While the lower court ruling is not binding in Newfoundland and Labrador or other provinces, it may make it harder for prosecutors across Canada to obtain convictions for provincial cannabis transportation offences where the driver did not know there was cannabis in the vehicle. Canadians charged with such offences now have a persuasive case that their lawyers can point to in order to try to convince a judge to dismiss the charges or at least mitigate their sentence upon conviction.
What the case says
In R. v. Cheeseman, 2019, the Provincial Court of Newfoundland & Labrador dismissed a charge under the Cannabis Control Actagainst a woman accused of having cannabis readily available to a person in a vehicle for which she was the designated driver. In a May 6 ruling, the court determined the driver did not know there was cannabis in the car. “Absent proof of knowledge that the cannabis was in the car, the accused could not be guilty of the alleged offence. The charge is, therefore, dismissed,” the decision reads.
The court found the accused, Alysha Cheeseman, was a designated driver for some friends who were high on cannabis. During a roadside stop, the police smelled cannabis from the car and demanded occupants hand over any cannabis. Cheeseman passed out an empty bong and one passenger produced a jar containing less than three g of cannabis from under his parka.
Cheeseman claimed she didn’t know the passengers were carrying marijuana while in her car, despite her friends being “stoned” on cannabis. Justice Harold Porter of the provincial court accepted her evidence that she did not know one passenger had cannabis and that the passengers smelled of cannabis when they were picked up.
The judge wrote that he does not believe “the intent of the legislation is to require that designated drivers must search their passengers before driving them home.” Short of searching them, he noted, Cheeseman wouldn’t have known that one of the passengers had cannabis.
Given that the act exempts “taxi drivers from liability for paying passengers carrying cannabis, it is curious that the same exemption does not apply to an unpaid ‘designated driver’,” he added.
What the law requires
The case opens the door to questions about existing rules around transporting cannabis in motor vehicles and the demands on drivers. In late May, Iain Hollett, director of prosecutions for Newfoundland and Labrador’s Department of Justice and Public Safety, told The GrowthOp the province does not intend to appeal the acquittal.
In almost every Canadian province and territory, there are provincial-level offences for unlawfully transporting cannabis unless certain precautions are taken, such as keeping the cannabis in its original sealed packaging or in a place inaccessible to drivers and passengers.

## TASKS TO PERFORM
A – Reproduce the rows word for word, starting at the line that contains "# draw the outline of every instance of the man" and stopping after the final line of the rows, with both of those lines included.
B – Write the next part of the article on the Cheeseman cannabis ruling, picking up after its last sentence.
The article on the Cheeseman cannabis ruling has nothing to do with the rows that follow it.

## TASK MATERIAL
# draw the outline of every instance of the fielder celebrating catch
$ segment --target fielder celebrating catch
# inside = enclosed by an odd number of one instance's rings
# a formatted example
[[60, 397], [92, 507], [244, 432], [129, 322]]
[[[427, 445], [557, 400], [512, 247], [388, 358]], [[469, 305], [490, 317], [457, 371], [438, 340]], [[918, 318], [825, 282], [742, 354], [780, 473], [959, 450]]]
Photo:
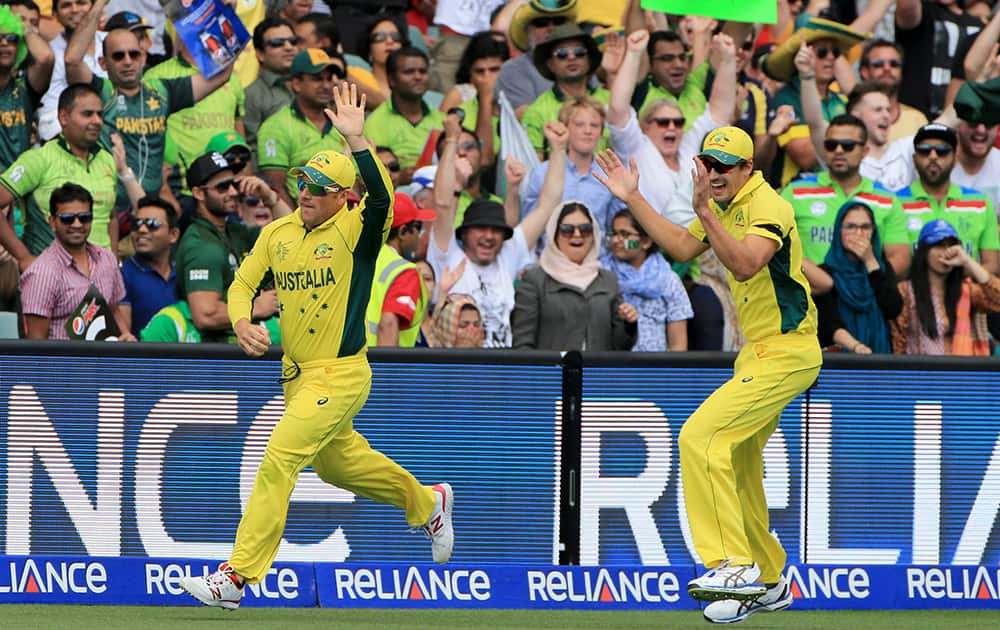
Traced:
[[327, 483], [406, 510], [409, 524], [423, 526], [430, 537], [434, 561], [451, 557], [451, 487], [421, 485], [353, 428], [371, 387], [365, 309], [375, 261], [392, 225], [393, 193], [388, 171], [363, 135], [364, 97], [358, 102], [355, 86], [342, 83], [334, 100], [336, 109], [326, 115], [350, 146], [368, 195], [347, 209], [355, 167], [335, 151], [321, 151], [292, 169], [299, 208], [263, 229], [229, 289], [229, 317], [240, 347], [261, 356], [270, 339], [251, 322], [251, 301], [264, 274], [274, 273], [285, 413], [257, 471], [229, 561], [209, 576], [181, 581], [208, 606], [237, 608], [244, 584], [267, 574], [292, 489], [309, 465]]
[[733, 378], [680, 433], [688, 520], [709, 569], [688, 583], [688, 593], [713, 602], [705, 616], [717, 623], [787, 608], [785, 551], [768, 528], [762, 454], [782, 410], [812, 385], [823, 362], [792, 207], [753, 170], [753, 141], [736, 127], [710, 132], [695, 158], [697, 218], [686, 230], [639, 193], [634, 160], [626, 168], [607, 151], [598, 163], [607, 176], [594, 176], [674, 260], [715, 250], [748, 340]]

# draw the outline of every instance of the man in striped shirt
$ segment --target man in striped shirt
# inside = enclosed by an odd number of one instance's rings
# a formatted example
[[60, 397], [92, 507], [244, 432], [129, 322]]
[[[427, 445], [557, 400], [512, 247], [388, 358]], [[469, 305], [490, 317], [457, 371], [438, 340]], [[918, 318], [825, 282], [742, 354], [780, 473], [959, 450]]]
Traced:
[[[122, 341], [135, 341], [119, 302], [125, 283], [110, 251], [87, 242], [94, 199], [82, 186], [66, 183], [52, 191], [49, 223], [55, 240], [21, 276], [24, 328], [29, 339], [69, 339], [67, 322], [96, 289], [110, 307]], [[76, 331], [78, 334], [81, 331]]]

## RESPONSES BY TASK
A –
# draw the outline of every instance of the man in striped shirt
$ segment --target man in striped shirt
# inside = enclosed by an odd number of one instance's rings
# a formatted example
[[60, 397], [92, 507], [244, 432], [129, 322]]
[[[427, 445], [557, 400], [512, 247], [388, 358]], [[469, 305], [490, 317], [457, 371], [438, 340]], [[918, 318], [825, 282], [742, 354], [780, 473], [959, 450]]]
Traced:
[[[122, 341], [135, 341], [119, 302], [125, 283], [110, 251], [87, 242], [94, 199], [82, 186], [66, 183], [52, 191], [49, 223], [55, 240], [21, 276], [24, 328], [29, 339], [69, 339], [67, 322], [96, 289], [110, 307]], [[76, 331], [78, 334], [81, 331]]]

B –
One province, Manitoba, even dictates where unsealed cannabis must be stored while driving on a highway, depending on whether or not the vehicle has a trunk, or is a van or hatchback-style.
In a handful of provinces, such as B.C., Manitoba, Ontario and Nova Scotia, cannabis transportation offences penalize the driver of the vehicle in which the substance is found—regardless of the source of the cannabis—while other provincial legislation more broadly targets anyone who “transports” cannabis unlawfully. Only Saskatchewan does not require cannabis to be inaccessible or stowed away, although the province does penalize those who open or allow to be opened a container containing cannabis.
How the courts characterize public welfare offences
As legislation proposed and passed by each province’s respective legislature, these public welfare offences don’t produce the more stigmatized criminal record. With criminal offences, the Crown must show, beyond a reasonable doubt, mens rea—or criminal intent behind it. On the other side of the offence spectrum are absolute liability offences, where an accused has no way to exculpate from fault.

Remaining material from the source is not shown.